-- Exercise task --
Rewrite all of the rows that follow, replacing "one dot per instance" with "a single dot for each instance" wherever it occurs and keeping everything else unchanged.

--- Begin The records ---

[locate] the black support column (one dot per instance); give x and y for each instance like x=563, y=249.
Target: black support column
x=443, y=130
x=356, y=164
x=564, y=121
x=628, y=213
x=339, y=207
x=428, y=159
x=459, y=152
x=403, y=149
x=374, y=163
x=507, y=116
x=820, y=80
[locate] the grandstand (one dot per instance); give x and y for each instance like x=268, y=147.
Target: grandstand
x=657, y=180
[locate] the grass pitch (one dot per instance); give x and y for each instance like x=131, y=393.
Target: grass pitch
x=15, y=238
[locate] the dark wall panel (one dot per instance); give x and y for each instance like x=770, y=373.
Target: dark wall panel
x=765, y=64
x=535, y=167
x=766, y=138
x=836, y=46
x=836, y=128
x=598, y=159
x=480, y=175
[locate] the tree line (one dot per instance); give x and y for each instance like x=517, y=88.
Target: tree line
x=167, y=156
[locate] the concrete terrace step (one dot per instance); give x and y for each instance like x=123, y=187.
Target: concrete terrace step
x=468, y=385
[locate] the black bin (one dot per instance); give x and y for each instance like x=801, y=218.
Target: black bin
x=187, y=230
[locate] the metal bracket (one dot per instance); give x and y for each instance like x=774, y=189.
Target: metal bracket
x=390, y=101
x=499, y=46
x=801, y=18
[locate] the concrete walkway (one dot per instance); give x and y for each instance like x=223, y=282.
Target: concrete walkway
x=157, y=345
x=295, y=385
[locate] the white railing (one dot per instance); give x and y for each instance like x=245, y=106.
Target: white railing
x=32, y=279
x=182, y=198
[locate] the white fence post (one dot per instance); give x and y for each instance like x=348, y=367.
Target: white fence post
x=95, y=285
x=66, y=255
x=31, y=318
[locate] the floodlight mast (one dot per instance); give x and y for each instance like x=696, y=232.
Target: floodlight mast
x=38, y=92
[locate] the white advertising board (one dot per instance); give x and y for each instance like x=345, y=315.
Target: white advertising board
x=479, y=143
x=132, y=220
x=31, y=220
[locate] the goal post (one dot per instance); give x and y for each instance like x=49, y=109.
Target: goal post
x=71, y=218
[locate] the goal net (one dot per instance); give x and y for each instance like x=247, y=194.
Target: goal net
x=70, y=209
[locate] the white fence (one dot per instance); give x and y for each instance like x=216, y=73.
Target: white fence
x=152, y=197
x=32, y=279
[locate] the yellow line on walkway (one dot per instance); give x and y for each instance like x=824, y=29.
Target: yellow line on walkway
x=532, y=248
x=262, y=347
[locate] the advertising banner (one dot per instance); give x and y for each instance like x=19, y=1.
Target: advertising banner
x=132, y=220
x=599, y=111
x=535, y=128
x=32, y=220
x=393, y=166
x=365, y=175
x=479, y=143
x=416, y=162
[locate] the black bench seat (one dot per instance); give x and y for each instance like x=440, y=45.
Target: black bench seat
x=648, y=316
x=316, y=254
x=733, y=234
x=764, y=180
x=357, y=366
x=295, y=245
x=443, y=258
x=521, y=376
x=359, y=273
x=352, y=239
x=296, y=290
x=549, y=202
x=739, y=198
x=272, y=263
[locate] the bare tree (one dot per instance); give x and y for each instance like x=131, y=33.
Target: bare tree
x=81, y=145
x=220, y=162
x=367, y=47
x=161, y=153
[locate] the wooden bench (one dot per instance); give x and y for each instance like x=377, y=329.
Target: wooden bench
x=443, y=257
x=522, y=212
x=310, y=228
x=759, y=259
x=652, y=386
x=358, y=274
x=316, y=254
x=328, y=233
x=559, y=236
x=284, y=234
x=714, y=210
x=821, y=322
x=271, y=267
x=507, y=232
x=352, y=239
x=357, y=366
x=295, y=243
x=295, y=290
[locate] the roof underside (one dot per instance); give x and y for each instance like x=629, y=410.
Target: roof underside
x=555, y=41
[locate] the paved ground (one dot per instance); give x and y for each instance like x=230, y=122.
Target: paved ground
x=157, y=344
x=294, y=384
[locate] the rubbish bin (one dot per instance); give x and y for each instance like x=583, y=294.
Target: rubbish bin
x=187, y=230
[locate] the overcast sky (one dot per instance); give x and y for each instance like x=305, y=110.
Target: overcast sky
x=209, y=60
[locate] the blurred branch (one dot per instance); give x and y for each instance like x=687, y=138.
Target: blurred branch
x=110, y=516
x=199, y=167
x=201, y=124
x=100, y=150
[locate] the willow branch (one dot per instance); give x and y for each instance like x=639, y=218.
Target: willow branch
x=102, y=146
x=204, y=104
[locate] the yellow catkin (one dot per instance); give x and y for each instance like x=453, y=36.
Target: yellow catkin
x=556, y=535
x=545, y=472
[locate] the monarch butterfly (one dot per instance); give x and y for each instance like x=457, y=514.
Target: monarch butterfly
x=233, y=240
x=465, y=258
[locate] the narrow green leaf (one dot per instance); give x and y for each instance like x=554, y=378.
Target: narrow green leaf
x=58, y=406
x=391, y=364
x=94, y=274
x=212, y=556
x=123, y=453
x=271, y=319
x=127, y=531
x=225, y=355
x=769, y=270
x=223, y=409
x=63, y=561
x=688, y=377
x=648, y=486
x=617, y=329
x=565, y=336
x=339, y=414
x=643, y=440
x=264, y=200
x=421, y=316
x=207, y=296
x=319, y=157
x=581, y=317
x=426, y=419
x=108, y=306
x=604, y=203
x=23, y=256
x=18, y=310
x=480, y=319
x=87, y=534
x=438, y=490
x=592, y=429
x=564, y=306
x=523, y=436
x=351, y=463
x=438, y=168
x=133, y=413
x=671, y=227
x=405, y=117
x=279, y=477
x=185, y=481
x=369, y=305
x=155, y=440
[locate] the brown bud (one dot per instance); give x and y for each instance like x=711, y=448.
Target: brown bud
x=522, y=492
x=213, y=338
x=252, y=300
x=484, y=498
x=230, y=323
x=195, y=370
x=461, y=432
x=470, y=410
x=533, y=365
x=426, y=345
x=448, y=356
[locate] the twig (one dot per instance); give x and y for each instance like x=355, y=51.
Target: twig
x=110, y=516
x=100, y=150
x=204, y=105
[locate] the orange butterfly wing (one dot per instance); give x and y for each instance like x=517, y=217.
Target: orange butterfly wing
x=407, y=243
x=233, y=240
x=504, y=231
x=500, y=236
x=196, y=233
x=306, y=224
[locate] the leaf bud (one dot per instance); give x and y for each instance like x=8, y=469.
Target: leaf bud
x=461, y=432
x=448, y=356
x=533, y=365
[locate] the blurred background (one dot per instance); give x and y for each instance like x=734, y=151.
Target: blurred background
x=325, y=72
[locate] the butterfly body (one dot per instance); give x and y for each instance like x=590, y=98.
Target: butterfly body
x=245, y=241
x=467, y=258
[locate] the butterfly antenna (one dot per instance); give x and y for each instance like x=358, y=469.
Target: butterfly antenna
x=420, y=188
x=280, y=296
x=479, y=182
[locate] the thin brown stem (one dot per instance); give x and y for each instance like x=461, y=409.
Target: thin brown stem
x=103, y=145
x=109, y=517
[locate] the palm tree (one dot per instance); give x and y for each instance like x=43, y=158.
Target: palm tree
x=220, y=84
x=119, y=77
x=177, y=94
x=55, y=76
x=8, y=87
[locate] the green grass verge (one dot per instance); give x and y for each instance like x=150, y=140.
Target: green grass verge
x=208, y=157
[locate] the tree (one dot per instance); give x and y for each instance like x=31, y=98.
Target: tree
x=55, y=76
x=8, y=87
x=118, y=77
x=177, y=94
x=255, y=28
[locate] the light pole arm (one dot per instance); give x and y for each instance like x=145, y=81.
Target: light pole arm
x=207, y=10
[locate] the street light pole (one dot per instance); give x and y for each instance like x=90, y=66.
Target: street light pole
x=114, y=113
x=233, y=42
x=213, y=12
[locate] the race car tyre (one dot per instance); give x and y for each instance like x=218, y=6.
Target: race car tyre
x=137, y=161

--- End The records ---

-- Answer in full --
[locate] the black support column (a single dot for each instance); give x and y for each instance like x=563, y=249.
Target: black support column
x=443, y=130
x=356, y=164
x=564, y=121
x=628, y=213
x=339, y=207
x=428, y=159
x=459, y=152
x=403, y=149
x=374, y=163
x=507, y=116
x=820, y=80
[locate] the grandstand (a single dot for each instance); give x and y for each instance like x=268, y=147.
Target: grandstand
x=657, y=180
[locate] the grass pitch (a single dot for each instance); give x and y for each instance like x=131, y=393.
Target: grass pitch
x=15, y=238
[locate] the dark wall panel (a single dot for each instance); give x and y for each instance like x=770, y=373.
Target: dark wall panel
x=765, y=64
x=535, y=167
x=766, y=138
x=836, y=46
x=836, y=128
x=598, y=159
x=480, y=175
[locate] the tree line (a single dot for each instance); give x and y for each instance like x=517, y=88.
Target: tree line
x=167, y=156
[locate] the concrete terrace step (a single dot for each instance); give x and y for each instance like x=123, y=187.
Target: concrete terrace step
x=468, y=385
[locate] the black bin (a single dot for each instance); give x and y for each instance like x=801, y=218.
Target: black bin
x=187, y=230
[locate] the metal bracket (a single dot for each instance); give x and y for each instance like x=774, y=189.
Target: metal bracket
x=390, y=101
x=499, y=46
x=801, y=18
[locate] the concrete walkway (a single dot for each instance); give x and y for each instance like x=223, y=282.
Target: concrete walkway
x=157, y=345
x=295, y=385
[locate] the white railing (a single dot for each instance); give x and y for each instance like x=245, y=106.
Target: white railing
x=32, y=279
x=182, y=198
[locate] the white fence post (a single dot for each instance); give x and y for each instance like x=348, y=367.
Target: white fence post
x=95, y=285
x=66, y=255
x=31, y=318
[locate] the floodlight mast (a single dot for each instance); give x and y for each instance like x=696, y=232.
Target: floodlight mast
x=38, y=92
[locate] the white advertising board (a single dot for each instance); give x and y for each instance like x=345, y=315.
Target: white advertising board
x=479, y=143
x=132, y=220
x=31, y=220
[locate] the goal post (a single dot for each instance); give x and y for each instance like x=49, y=109.
Target: goal post
x=71, y=218
[locate] the goal net (a single dot for each instance); give x and y for each instance like x=247, y=194.
Target: goal net
x=70, y=209
[locate] the white fence (a single dot for each instance); give x and y for each instance like x=216, y=73.
Target: white fence
x=152, y=197
x=32, y=279
[locate] the yellow line on walkway (a single dot for each instance); give x and y for each instance like x=824, y=29.
Target: yellow line on walkway
x=532, y=248
x=262, y=347
[locate] the advertising banner (a single dot for each instance); give x and y for each instance like x=19, y=1.
Target: advertising banner
x=132, y=220
x=599, y=111
x=535, y=128
x=32, y=220
x=393, y=166
x=365, y=175
x=479, y=143
x=416, y=162
[locate] the black bench seat (a single dot for each instance); give x and y for each instance like x=440, y=45.
Target: black bench seat
x=648, y=316
x=316, y=254
x=733, y=234
x=764, y=180
x=357, y=366
x=295, y=245
x=443, y=258
x=521, y=376
x=359, y=273
x=352, y=239
x=296, y=290
x=549, y=202
x=739, y=198
x=272, y=263
[locate] the bare tree (a single dot for each instance); give x and y for each instance like x=131, y=33.
Target: bare tree
x=81, y=145
x=220, y=162
x=367, y=47
x=161, y=153
[locate] the wooden bench (a single dot for each instance); give x and y for each instance like x=377, y=329.
Target: wooden bench
x=443, y=257
x=522, y=212
x=310, y=228
x=759, y=259
x=652, y=386
x=358, y=274
x=316, y=254
x=328, y=233
x=559, y=236
x=284, y=234
x=714, y=210
x=821, y=322
x=271, y=267
x=507, y=232
x=352, y=239
x=357, y=366
x=295, y=243
x=295, y=290
[locate] the roof underside (a single dot for each instance); give x and y for each instance like x=629, y=410.
Target: roof underside
x=555, y=41
[locate] the paved ground (a single dot for each instance); give x and y for each instance like x=230, y=122.
Target: paved ground
x=157, y=344
x=294, y=384
[locate] the rubbish bin (a single dot for each instance); give x and y for each instance like x=583, y=294.
Target: rubbish bin
x=187, y=230
[locate] the overcast sky (a single dot for each instance); give x and y for each instance like x=305, y=110.
Target: overcast sky
x=209, y=60
[locate] the blurred branch (a single dot for each instance); give x and y for each instance like x=687, y=138.
Target: blurred branch
x=110, y=516
x=199, y=167
x=201, y=124
x=100, y=150
[locate] the willow branch (a single dot for each instance); give x and y for each instance like x=639, y=218.
Target: willow branch
x=102, y=146
x=204, y=104
[locate] the yellow catkin (a single dot for each instance); give x and y for each instance like x=453, y=36.
Target: yellow catkin
x=556, y=535
x=545, y=472
[locate] the monarch butterfly (a single dot for each instance); give x and y for each instance like x=457, y=514.
Target: monarch butterfly
x=233, y=240
x=465, y=258
[locate] the narrow green leaf (a single dot for each instance); give x and y for each instance like x=554, y=378.
Target: narrow green leaf
x=58, y=406
x=391, y=364
x=94, y=274
x=212, y=556
x=123, y=453
x=271, y=319
x=127, y=531
x=225, y=355
x=769, y=270
x=223, y=409
x=63, y=561
x=688, y=377
x=648, y=486
x=617, y=329
x=565, y=336
x=339, y=414
x=643, y=440
x=264, y=200
x=421, y=316
x=207, y=296
x=319, y=157
x=581, y=317
x=426, y=419
x=108, y=306
x=604, y=203
x=23, y=256
x=18, y=310
x=480, y=319
x=87, y=534
x=438, y=490
x=592, y=429
x=564, y=306
x=523, y=436
x=351, y=463
x=438, y=168
x=133, y=413
x=671, y=227
x=405, y=117
x=279, y=477
x=185, y=481
x=369, y=305
x=155, y=440
[locate] the brown bud (a single dot for each instance); give x and y for each instance like x=711, y=448.
Target: brown bud
x=522, y=492
x=213, y=338
x=252, y=300
x=484, y=498
x=230, y=323
x=195, y=370
x=461, y=432
x=470, y=410
x=533, y=365
x=426, y=345
x=448, y=356
[locate] the twig (a single dot for each instance); give x and y for each instance like x=355, y=51.
Target: twig
x=110, y=516
x=100, y=150
x=204, y=105
[locate] the orange butterfly wing (a single dot for each instance); give x and y for each instance like x=517, y=217.
Target: orange butterfly wing
x=407, y=243
x=233, y=240
x=504, y=231
x=500, y=236
x=196, y=233
x=306, y=224
[locate] the leaf bud (a single dot for each instance); give x and y for each instance like x=8, y=469.
Target: leaf bud
x=461, y=432
x=448, y=356
x=533, y=365
[locate] the blurred background (a single dot for each instance); give x and y for each instance like x=734, y=151.
Target: blurred background
x=325, y=72
[locate] the butterfly body (a single dot for each instance); give x and y for each instance like x=590, y=98.
Target: butterfly body
x=245, y=241
x=467, y=258
[locate] the butterfly antenna (a single dot for each instance); give x and y for each instance like x=358, y=469.
Target: butterfly antenna
x=420, y=188
x=280, y=296
x=479, y=182
[locate] the thin brown stem (a single dot for each instance); give x and y for each instance like x=461, y=409.
Target: thin brown stem
x=103, y=145
x=109, y=517
[locate] the palm tree (a single dot for each instance); give x and y for each instance like x=43, y=158.
Target: palm tree
x=220, y=84
x=119, y=77
x=177, y=94
x=55, y=76
x=8, y=87
[locate] the green grass verge (a single dot for each instance); give x and y for each instance like x=150, y=140.
Target: green grass verge
x=208, y=157
[locate] the tree (a single dot for each instance); give x and y for each instance like x=31, y=98.
Target: tree
x=55, y=76
x=8, y=87
x=118, y=77
x=177, y=94
x=255, y=28
[locate] the light pole arm (a single dot for each instance); give x and y for each instance like x=145, y=81.
Target: light pole arm
x=207, y=10
[locate] the street light pole (a single dot for each instance); give x and y for each instance like x=90, y=66.
Target: street light pole
x=114, y=113
x=233, y=42
x=213, y=12
[locate] the race car tyre (a single dot for each instance); give x and y for each instance like x=218, y=6.
Target: race car tyre
x=137, y=161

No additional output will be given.